:: Supplied records
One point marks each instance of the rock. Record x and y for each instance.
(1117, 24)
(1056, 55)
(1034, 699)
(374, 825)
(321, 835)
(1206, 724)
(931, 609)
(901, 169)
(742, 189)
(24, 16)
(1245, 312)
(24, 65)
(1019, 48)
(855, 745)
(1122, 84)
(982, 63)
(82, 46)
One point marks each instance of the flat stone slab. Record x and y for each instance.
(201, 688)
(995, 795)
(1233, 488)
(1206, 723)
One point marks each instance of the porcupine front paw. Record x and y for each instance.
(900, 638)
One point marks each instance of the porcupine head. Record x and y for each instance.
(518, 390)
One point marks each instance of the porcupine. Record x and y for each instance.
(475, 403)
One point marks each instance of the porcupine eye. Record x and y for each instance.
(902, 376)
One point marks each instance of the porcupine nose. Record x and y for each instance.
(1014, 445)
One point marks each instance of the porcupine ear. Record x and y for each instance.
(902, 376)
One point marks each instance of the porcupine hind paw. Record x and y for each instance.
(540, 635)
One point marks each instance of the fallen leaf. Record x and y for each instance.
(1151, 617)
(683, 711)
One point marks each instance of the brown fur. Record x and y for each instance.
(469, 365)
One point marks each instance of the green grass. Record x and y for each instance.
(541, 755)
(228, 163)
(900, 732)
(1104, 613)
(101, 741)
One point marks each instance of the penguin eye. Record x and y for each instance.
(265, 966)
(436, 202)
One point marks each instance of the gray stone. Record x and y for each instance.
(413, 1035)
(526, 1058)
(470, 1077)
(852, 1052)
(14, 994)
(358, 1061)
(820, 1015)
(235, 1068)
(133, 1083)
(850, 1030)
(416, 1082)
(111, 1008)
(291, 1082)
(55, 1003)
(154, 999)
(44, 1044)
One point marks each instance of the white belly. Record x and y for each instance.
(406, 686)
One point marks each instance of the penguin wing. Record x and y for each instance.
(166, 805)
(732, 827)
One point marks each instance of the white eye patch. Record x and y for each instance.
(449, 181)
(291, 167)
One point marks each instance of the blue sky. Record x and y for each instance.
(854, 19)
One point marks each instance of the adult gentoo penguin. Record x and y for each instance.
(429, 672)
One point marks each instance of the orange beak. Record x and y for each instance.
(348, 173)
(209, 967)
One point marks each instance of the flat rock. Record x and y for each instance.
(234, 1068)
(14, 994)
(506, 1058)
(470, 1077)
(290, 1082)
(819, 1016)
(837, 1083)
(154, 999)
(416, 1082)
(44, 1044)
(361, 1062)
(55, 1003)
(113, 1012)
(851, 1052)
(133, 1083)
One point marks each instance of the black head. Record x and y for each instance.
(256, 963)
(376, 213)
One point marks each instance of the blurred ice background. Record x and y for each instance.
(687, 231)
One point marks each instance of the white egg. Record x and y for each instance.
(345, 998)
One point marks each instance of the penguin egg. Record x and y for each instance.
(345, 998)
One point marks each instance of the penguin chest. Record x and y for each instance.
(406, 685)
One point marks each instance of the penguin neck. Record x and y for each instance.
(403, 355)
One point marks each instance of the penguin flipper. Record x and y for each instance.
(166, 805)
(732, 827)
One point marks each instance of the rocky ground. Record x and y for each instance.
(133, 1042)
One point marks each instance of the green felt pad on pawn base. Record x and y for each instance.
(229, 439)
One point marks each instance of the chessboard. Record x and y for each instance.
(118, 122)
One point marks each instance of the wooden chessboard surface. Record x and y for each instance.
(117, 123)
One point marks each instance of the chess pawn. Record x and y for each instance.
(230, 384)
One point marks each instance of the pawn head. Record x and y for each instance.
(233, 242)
::::
** Assignment **
Please make your reply exactly the lines from the one containing "One point marks each instance of the green felt" through the end of the entries above, and nothing more.

** Task result **
One point marks each instance of the green felt pad on pawn base. Record x and y for each instance.
(229, 439)
One point marks each instance of the chessboard. Record x and y for each instance.
(118, 122)
One point marks each instance of the wooden chessboard surface. Record x and y for each instance.
(117, 123)
One point marks each instance of the chess pawn. Record x and y for each instance.
(230, 384)
One point marks each instance of the pawn head. Record x and y for each instance.
(233, 242)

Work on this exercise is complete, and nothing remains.